## start

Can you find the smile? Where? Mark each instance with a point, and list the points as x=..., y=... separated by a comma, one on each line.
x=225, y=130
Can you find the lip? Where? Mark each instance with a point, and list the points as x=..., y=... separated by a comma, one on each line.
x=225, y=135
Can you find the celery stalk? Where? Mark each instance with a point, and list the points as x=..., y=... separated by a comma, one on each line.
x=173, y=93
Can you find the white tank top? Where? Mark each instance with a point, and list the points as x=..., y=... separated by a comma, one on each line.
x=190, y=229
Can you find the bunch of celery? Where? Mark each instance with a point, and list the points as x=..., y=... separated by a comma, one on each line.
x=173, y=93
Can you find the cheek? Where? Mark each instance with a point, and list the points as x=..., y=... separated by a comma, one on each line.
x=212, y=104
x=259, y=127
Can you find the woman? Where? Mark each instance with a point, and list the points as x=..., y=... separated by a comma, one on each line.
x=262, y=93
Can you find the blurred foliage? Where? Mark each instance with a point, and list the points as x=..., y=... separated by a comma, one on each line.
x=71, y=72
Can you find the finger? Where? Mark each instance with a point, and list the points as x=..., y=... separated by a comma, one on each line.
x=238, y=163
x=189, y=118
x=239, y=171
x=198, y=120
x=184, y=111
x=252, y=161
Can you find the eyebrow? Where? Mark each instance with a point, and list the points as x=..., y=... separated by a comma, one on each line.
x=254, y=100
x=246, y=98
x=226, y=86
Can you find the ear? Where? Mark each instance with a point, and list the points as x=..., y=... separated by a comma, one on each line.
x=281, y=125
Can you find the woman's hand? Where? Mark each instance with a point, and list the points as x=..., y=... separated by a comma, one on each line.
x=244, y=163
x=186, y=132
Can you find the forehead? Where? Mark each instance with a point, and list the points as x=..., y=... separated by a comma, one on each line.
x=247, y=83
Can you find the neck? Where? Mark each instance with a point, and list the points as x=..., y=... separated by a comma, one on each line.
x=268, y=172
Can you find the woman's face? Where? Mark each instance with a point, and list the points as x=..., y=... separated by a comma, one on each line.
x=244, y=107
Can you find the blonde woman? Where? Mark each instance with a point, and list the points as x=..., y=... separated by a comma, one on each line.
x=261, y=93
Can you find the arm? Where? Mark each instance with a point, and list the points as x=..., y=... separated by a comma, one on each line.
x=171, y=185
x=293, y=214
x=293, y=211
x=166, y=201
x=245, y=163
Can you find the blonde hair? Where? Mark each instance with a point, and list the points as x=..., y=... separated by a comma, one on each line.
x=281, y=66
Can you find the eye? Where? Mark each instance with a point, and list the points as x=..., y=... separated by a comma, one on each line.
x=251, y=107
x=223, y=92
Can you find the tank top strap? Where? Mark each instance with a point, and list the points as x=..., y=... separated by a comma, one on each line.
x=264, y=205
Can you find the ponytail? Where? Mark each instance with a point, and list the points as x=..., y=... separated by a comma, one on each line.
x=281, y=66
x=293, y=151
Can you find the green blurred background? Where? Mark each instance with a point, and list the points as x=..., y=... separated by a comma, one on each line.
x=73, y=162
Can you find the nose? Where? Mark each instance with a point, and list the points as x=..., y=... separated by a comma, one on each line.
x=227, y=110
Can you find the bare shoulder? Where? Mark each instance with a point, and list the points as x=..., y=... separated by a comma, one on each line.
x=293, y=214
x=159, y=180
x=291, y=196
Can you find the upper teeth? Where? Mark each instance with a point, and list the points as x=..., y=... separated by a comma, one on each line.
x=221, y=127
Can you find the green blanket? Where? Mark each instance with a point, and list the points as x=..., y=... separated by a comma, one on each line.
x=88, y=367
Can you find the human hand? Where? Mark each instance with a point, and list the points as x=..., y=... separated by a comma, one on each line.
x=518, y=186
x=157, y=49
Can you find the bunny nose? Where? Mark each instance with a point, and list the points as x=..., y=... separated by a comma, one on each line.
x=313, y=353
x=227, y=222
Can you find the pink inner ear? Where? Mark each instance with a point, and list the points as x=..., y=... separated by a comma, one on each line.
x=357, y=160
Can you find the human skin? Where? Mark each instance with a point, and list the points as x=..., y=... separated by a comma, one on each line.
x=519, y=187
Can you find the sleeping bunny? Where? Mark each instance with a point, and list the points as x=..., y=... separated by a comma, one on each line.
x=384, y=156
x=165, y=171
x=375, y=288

## end

_Task description_
Can you write out again the part of the records that opens with the line containing "Can you find the nose?" and closes with the line containing "x=227, y=222", requests included, with every coordinate in the answers multiplied by 2.15 and rounded to a whole number, halves up? The requests and their format samples stay as they are.

_Written response_
Can you find the nose? Where? Mark each instance with a point, and list the points as x=..., y=... separated by a comma, one on each line.
x=488, y=237
Can you find the bare shoulder? Where? Mark each instance with a point, and list the points as x=..., y=... separated by a comma, one on each line.
x=630, y=460
x=342, y=387
x=626, y=421
Can you find the upper teeth? Where? Mark each instance with a point, and list the points as x=..., y=... separated by a comma, one on each line.
x=475, y=273
Can you find the green blanket? Where? Mark each instance with a point, and list the points as x=..., y=... separated by a comma, one on each line.
x=189, y=789
Can you find the human hand? Where? Mark each instance with a point, and list the points as x=..., y=... separated by a comma, one on each line.
x=1114, y=400
x=338, y=105
Can you find the bunny nose? Where? Mark each instance with a point, and list the points as x=..., y=... separated by a comma, one on each line.
x=673, y=759
x=488, y=477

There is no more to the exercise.